TASK TO CARRY OUT -
Keep only the lines from the start of the data through the line containing "column 56, row 126", and output them exactly.

EXTRACTED DATA -
-=-=-=-=-
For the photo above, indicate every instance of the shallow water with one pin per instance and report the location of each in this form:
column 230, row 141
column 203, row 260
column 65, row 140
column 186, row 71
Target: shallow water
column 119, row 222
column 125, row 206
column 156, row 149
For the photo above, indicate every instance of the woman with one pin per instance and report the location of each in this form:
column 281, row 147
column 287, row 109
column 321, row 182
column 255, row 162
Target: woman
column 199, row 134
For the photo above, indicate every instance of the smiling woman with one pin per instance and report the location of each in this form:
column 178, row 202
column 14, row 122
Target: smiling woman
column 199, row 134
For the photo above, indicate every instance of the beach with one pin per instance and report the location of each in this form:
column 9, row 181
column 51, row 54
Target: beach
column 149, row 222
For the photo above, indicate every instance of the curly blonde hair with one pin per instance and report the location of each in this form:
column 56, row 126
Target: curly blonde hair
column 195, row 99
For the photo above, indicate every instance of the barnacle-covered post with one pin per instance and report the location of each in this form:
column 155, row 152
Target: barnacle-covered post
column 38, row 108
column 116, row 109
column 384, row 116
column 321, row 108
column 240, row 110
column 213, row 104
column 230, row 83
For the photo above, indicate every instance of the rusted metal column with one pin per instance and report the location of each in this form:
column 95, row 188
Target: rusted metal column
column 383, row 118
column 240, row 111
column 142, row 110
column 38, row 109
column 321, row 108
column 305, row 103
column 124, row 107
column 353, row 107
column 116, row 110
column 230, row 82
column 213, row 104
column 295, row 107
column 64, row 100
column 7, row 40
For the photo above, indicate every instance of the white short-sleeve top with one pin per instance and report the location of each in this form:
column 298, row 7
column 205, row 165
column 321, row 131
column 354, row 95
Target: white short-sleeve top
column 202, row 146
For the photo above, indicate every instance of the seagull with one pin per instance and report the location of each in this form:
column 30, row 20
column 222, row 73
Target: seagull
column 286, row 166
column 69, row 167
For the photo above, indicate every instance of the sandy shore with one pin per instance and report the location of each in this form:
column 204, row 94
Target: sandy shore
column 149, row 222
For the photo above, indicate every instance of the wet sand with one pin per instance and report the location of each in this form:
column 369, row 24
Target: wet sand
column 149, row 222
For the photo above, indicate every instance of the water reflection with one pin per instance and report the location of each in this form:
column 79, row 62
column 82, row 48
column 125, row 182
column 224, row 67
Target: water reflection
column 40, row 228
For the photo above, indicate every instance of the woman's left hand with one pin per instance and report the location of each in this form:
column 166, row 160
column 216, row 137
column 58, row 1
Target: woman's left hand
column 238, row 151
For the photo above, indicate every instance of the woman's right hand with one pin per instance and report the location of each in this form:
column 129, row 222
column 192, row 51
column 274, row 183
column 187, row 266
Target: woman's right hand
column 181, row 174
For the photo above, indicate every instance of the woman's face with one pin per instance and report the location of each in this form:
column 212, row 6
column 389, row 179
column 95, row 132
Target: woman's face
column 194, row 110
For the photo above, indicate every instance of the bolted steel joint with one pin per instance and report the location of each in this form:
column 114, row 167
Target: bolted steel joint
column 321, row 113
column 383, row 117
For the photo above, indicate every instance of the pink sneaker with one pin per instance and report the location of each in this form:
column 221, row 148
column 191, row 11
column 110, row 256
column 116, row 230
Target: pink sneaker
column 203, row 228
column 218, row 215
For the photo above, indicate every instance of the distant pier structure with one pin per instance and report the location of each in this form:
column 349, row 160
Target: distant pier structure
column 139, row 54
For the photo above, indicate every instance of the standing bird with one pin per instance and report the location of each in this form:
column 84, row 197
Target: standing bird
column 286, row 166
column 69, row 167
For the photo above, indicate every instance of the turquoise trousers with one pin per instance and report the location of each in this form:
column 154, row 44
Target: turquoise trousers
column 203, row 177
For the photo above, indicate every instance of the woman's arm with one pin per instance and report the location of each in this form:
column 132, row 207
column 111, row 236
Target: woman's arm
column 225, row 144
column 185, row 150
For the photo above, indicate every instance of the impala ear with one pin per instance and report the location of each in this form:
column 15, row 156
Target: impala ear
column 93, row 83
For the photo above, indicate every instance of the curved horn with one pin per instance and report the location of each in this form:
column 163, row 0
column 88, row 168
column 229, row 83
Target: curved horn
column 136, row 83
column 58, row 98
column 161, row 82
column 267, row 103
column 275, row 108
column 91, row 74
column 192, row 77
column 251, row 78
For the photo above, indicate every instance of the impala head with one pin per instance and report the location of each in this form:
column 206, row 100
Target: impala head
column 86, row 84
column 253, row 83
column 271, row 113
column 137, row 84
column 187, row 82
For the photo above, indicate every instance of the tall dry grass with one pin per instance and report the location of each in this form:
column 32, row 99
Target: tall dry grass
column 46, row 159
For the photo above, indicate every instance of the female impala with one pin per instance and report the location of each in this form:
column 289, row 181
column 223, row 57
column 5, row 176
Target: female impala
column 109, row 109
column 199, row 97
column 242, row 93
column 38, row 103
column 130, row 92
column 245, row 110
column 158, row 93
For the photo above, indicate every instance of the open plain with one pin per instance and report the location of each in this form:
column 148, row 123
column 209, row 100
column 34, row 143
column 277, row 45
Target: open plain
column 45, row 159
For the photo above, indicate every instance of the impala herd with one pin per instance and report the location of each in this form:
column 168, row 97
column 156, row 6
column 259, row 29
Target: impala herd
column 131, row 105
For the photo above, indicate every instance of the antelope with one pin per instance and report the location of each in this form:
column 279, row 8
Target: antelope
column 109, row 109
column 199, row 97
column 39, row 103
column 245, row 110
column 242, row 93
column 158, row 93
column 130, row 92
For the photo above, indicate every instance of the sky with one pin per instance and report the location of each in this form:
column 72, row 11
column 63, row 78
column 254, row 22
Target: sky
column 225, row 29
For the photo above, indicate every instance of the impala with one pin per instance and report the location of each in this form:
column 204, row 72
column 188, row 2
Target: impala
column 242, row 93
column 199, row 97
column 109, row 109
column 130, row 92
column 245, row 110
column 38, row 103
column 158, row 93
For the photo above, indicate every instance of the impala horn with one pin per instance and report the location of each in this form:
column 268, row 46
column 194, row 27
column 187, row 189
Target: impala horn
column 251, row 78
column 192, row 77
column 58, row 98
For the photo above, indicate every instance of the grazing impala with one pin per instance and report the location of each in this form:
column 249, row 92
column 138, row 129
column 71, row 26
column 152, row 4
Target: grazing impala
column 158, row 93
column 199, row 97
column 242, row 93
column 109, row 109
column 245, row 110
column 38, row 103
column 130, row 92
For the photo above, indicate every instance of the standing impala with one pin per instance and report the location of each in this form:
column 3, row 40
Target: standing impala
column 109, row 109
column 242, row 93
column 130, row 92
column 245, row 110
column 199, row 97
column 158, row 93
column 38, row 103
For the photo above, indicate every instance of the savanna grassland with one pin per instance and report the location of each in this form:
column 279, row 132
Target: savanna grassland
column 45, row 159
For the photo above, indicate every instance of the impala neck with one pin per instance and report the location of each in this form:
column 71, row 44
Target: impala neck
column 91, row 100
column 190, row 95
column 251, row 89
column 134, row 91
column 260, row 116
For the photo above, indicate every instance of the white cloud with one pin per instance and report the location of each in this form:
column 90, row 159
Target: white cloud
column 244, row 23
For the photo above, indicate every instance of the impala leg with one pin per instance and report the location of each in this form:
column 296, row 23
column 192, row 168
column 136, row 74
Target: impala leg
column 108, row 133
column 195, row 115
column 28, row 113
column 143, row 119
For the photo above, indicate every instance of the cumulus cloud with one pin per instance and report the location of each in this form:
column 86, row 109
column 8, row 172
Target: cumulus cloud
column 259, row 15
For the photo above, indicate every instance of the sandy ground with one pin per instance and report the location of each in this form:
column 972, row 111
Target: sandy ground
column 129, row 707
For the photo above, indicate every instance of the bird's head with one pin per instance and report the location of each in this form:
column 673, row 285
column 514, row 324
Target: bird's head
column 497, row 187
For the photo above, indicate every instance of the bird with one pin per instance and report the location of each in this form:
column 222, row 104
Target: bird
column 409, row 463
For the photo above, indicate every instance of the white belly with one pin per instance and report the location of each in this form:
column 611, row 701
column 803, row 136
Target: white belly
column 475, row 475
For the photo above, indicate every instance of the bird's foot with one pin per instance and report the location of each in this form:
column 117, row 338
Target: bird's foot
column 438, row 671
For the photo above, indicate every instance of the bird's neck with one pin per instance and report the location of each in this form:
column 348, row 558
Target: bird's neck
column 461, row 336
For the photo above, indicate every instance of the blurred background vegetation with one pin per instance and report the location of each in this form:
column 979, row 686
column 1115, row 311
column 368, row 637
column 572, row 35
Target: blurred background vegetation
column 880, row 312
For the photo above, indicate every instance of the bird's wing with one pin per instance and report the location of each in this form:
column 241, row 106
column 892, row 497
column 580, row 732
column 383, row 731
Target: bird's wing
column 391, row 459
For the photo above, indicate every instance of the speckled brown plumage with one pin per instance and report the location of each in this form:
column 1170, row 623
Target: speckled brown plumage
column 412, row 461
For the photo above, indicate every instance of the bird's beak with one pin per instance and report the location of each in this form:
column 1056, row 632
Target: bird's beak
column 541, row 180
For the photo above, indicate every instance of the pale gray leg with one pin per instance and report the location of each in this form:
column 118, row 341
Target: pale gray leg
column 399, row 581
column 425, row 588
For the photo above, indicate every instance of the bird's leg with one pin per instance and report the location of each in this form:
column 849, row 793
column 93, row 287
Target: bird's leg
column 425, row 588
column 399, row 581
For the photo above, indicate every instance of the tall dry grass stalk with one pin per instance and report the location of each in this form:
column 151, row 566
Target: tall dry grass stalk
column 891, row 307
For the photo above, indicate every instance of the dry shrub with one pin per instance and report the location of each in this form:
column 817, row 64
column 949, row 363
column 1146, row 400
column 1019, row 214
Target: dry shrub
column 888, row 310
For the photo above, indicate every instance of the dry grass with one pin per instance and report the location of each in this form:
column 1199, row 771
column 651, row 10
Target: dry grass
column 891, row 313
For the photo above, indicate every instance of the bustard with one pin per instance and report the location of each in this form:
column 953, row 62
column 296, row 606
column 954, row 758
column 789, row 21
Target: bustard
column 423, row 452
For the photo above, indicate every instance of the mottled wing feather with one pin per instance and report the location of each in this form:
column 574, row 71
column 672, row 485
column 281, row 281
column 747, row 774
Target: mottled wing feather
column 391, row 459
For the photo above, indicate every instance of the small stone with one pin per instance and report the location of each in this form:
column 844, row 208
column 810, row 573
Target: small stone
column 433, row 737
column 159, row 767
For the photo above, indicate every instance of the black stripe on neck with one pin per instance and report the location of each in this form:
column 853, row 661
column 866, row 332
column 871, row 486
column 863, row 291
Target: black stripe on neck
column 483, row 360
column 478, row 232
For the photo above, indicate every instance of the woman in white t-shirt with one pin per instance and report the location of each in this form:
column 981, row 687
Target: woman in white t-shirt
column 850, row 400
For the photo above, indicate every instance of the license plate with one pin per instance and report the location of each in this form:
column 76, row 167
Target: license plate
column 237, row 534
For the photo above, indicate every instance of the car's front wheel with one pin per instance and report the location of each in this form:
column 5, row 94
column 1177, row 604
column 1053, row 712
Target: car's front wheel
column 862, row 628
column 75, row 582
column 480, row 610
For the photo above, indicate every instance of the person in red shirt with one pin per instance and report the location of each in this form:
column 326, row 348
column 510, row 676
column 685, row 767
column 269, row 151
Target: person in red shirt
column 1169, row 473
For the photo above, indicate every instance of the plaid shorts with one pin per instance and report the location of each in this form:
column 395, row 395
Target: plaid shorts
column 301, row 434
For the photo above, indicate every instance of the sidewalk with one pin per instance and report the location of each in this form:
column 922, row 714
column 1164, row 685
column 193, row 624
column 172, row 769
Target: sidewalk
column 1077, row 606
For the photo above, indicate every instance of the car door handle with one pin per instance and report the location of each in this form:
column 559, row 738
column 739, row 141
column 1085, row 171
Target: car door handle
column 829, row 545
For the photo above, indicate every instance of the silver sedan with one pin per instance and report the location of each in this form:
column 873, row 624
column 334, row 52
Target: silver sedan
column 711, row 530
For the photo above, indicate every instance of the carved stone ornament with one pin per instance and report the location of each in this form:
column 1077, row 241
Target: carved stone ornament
-=-=-=-=-
TASK ANSWER -
For the photo above, indicate every instance of the shallow water with one pin per instance and report the location of each in this form:
column 230, row 141
column 203, row 260
column 65, row 140
column 186, row 71
Target: shallow water
column 119, row 222
column 125, row 206
column 156, row 149
For the photo above, indicate every instance of the woman with one pin per instance and report the location of each in this form:
column 281, row 147
column 287, row 109
column 321, row 182
column 255, row 162
Target: woman
column 199, row 134
For the photo above, indicate every instance of the smiling woman with one pin per instance and report the location of each in this form:
column 178, row 202
column 14, row 122
Target: smiling woman
column 199, row 134
For the photo above, indicate every instance of the beach with one pin per instance and report the location of each in this form:
column 9, row 181
column 51, row 54
Target: beach
column 149, row 222
For the photo above, indicate every instance of the curly blonde hair with one pin per instance and report the location of each in this form:
column 56, row 126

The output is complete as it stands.